How many lines of the listing below contain the string "face"? Reply with the number alone.

───

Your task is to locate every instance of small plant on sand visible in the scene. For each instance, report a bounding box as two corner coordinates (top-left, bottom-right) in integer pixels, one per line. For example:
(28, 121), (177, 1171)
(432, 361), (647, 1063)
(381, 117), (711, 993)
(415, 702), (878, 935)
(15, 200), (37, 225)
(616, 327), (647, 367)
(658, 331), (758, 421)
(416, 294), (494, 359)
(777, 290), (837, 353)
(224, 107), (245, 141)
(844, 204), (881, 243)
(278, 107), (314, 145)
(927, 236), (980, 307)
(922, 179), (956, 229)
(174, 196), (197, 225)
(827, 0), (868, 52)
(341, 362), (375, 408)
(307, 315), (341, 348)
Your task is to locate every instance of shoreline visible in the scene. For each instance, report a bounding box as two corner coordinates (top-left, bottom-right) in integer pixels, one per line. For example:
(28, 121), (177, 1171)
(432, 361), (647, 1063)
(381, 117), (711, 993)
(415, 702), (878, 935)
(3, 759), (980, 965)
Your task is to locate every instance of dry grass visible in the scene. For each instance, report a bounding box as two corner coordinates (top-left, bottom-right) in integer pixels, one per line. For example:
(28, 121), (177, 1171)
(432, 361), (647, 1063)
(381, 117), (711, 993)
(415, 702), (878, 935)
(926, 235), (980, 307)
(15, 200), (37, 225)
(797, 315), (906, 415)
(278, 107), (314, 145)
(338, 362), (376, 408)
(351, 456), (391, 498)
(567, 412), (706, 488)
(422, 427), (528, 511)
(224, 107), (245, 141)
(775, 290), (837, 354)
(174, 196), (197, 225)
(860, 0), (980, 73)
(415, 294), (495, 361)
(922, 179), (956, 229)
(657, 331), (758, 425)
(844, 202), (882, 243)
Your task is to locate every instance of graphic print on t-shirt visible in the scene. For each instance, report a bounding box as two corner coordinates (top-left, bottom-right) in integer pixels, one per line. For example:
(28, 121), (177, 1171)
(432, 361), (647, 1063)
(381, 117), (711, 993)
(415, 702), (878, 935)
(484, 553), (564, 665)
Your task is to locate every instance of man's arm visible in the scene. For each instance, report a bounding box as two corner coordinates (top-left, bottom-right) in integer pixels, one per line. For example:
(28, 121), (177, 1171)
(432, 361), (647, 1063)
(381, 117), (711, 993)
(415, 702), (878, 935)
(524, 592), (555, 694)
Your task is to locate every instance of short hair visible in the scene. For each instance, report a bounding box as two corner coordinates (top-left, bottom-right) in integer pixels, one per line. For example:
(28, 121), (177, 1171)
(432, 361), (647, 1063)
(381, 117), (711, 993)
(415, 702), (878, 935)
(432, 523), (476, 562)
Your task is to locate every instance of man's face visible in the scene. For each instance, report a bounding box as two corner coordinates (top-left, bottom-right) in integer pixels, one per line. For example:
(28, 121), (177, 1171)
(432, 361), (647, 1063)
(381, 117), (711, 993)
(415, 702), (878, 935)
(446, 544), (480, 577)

───

=== TASK RESULT ===
1